DIRECTIONS FOR THIS TASK
In the text about the brown sandfish, rewrite the paragraph beginning "Research has been undertaken" as a short bulleted list that keeps its main facts.

Holothuria spinifera
- Conservation status: Data Deficient (IUCN 3.1)

Scientific classification
- Kingdom: Animalia
- Phylum: Echinodermata
- Class: Holothuroidea
- Order: Holothuriida
- Family: Holothuriidae
- Genus: Holothuria
- Species: H. spinifera
- Binomial name: Holothuria spinifera Théel, 1886

= Holothuria spinifera =

- Authority: Théel, 1886
- Conservation status: DD

Species of sea cucumber

Holothuria spinifera, the brown sandfish, is a species of sea cucumber in the family Holothuriidae. It is placed in the subgenus Theelothuria, making its full name Holothuria (Theelothuria) spinifera. In India it is known as cheena attai or raja attai. It lives in tropical regions of the west Indo-Pacific Ocean at depths ranging from 32 to 60 m. It is fished commercially to produce beche-de-mer.

== Description ==
Holothuria spinifera has a cylindrical body, dark brown on the upper side and pale brown beneath. The skin is densely covered with sharp conical protuberances. It can grow to a length of 30 cm.

== Biology ==
Holothuria spinifera is a scavenger, sifting through the sediment on the seabed with its tentacles. It usually spends the day buried in the sediment and emerges at night.

Research has been undertaken into the reproduction and life cycle of Holothuria spinifera with a view to breeding it commercially for aquaculture or for sea ranching. In a study in India, several adults were caught by hand and placed in a tank. Spawning took place spontaneously with a male liberating sperm in a white strand. A female responded by producing a spurt of eggs that were fertilized in the water column. The larvae were pelagic and developed rapidly, being fed on microalgae for the first ten days. For the next four days they passed through the non-feeding, barrel-shaped, doliolaria stage and moved about in the tank. They then settled on the bottom and underwent metamorphosis into pentactula larvae with five short tentacles at the front and two tube feet at the back. By day twenty, the tentacles and feet were more distinct and the first thorny protuberances were visible on the body. In the study, mortality of the larvae was about 95%, but this high rate was partly due to predation by copepods which the researchers were unable to eliminate from the tank. Other studies have investigated how best to stimulate spawning and the optimum conditions of temperature, pH and salinity for rearing the larvae, the best diet to feed and how to stimulate them to settle.

EXTRACTED MATERIAL

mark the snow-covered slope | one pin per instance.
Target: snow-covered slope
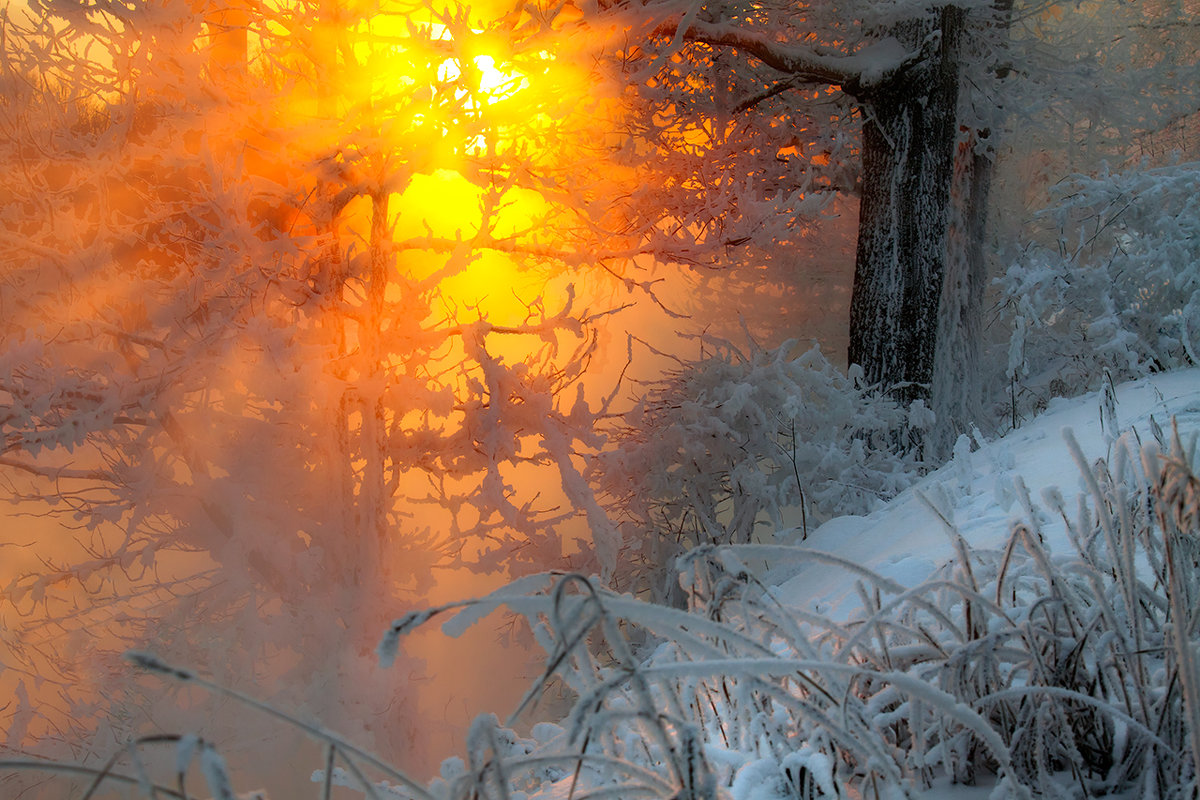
(978, 492)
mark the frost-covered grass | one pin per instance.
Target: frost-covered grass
(1065, 673)
(720, 450)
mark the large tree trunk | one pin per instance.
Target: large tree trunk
(957, 373)
(910, 128)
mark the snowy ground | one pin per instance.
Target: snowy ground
(978, 492)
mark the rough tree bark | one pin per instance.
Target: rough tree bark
(910, 130)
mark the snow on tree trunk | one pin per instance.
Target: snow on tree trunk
(957, 374)
(909, 138)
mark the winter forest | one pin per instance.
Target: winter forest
(565, 400)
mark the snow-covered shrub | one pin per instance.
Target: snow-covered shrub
(1116, 290)
(737, 443)
(1057, 675)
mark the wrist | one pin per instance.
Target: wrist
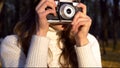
(41, 33)
(82, 42)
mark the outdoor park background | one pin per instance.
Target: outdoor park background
(105, 27)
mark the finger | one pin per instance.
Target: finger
(45, 5)
(77, 16)
(84, 8)
(49, 11)
(39, 4)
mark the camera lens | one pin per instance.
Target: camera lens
(68, 11)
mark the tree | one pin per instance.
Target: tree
(10, 16)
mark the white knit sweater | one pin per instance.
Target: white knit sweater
(13, 56)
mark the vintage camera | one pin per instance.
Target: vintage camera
(65, 13)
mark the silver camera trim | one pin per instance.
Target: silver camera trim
(61, 21)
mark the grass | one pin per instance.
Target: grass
(112, 57)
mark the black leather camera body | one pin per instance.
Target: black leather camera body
(65, 13)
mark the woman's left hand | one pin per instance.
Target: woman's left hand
(81, 25)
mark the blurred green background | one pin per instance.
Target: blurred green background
(105, 15)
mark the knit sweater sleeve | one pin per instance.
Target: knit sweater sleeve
(13, 56)
(89, 55)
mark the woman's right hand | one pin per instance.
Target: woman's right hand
(43, 25)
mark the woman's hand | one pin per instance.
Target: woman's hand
(43, 25)
(80, 26)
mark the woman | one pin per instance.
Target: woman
(40, 44)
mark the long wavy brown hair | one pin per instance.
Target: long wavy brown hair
(26, 27)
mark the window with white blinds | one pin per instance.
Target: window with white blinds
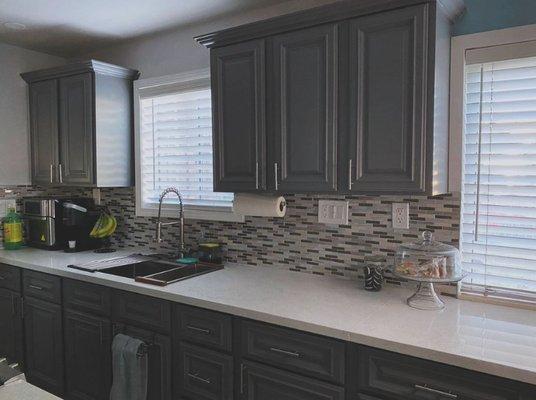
(498, 221)
(175, 147)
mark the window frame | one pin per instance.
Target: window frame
(162, 85)
(459, 47)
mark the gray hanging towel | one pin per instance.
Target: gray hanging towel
(129, 357)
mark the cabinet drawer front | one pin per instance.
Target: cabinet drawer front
(396, 376)
(204, 374)
(260, 382)
(86, 297)
(42, 286)
(10, 277)
(301, 352)
(143, 311)
(205, 327)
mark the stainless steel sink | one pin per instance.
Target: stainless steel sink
(161, 273)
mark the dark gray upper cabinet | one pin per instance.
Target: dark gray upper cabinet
(76, 126)
(238, 96)
(388, 60)
(44, 131)
(302, 96)
(356, 97)
(81, 125)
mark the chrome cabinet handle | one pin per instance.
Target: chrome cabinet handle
(60, 173)
(13, 311)
(441, 393)
(197, 329)
(285, 352)
(256, 175)
(242, 368)
(275, 174)
(198, 378)
(350, 174)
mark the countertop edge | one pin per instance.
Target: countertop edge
(474, 364)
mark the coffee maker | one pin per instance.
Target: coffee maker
(51, 223)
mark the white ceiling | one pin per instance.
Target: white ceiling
(75, 27)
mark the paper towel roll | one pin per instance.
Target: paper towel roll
(260, 206)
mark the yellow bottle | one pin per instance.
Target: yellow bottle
(12, 230)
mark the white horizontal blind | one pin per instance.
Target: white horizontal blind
(498, 222)
(176, 148)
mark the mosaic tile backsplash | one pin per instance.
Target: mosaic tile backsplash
(297, 241)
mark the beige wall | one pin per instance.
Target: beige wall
(176, 51)
(14, 130)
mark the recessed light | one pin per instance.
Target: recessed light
(16, 26)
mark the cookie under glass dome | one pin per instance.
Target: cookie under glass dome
(428, 262)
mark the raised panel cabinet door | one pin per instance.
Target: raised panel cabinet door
(387, 76)
(302, 97)
(238, 98)
(159, 383)
(76, 130)
(44, 131)
(43, 336)
(260, 382)
(10, 327)
(88, 363)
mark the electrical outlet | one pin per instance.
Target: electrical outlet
(333, 212)
(5, 205)
(96, 196)
(401, 215)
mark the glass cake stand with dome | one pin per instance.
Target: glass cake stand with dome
(428, 262)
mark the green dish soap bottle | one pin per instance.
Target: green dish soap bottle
(12, 230)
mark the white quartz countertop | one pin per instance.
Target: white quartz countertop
(488, 338)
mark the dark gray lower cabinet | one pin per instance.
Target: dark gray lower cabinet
(265, 383)
(43, 335)
(203, 374)
(88, 342)
(11, 326)
(159, 353)
(390, 376)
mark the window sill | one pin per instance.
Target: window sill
(199, 213)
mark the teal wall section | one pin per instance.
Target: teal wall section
(488, 15)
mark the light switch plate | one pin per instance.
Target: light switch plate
(400, 215)
(333, 212)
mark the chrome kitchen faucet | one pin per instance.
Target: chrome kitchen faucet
(159, 223)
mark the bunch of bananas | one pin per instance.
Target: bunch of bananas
(104, 227)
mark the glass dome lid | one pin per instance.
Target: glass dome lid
(428, 262)
(429, 246)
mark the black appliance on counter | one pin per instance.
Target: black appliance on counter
(51, 223)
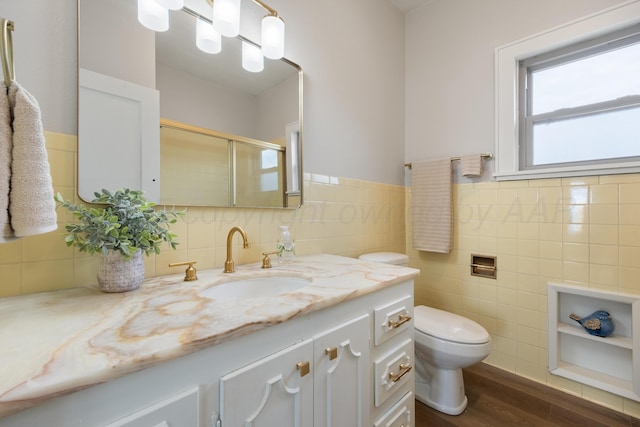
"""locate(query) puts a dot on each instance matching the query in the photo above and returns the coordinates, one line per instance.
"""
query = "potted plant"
(121, 229)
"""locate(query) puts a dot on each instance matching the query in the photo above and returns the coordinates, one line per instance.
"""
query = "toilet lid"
(448, 326)
(386, 258)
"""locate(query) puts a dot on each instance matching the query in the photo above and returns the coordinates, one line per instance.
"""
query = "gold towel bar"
(6, 50)
(487, 156)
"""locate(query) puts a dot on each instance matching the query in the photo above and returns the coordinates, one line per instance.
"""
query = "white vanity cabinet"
(393, 365)
(260, 376)
(321, 381)
(276, 390)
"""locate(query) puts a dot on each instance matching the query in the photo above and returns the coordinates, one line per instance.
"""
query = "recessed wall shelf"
(611, 364)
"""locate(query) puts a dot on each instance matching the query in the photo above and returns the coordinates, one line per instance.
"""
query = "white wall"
(351, 52)
(450, 62)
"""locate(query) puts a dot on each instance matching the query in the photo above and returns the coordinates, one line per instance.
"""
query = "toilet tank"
(394, 258)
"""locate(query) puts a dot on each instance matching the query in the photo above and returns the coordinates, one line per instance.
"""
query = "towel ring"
(6, 43)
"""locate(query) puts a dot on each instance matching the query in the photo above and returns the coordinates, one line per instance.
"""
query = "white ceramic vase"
(118, 274)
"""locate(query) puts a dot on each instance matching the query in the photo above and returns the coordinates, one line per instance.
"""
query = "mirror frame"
(154, 193)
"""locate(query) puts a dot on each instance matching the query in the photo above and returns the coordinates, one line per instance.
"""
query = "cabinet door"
(274, 391)
(341, 375)
(178, 411)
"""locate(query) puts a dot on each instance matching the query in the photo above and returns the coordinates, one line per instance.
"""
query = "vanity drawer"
(392, 319)
(180, 410)
(400, 414)
(393, 372)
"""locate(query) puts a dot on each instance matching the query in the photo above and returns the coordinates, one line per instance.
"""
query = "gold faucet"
(228, 264)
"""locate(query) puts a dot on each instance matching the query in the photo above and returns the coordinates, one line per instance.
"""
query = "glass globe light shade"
(272, 37)
(252, 59)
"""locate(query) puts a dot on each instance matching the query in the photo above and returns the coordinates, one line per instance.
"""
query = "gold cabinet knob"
(404, 370)
(303, 367)
(402, 319)
(190, 272)
(266, 261)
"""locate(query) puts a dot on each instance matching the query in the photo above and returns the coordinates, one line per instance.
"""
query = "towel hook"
(6, 43)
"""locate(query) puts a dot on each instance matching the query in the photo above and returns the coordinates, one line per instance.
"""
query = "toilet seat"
(448, 326)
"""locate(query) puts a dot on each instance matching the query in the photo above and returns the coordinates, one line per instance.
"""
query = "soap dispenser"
(286, 245)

ANSWER BOX
- Research on the species' reproduction and life cycle aims at breeding it commercially for aquaculture or sea ranching.
- In a study in India, adults caught by hand and placed in a tank spawned spontaneously. A male released sperm in a white strand, and a female responded with a spurt of eggs that were fertilized in the water column.
- The pelagic larvae developed rapidly and were fed microalgae for the first ten days.
- For the next four days, they moved about the tank in the non-feeding, barrel-shaped doliolaria stage.
- They then settled on the bottom and became pentactula larvae, with five short tentacles at the front and two tube feet at the back.
- By day twenty, the tentacles and feet were more distinct, and the first thorny protuberances had appeared.
- About 95% of the larvae died, partly from predation by copepods that could not be eliminated from the tank.
- Other studies have examined:
  - how to stimulate spawning
  - the best temperature, pH and salinity for rearing larvae
  - the best diet
  - how to stimulate settling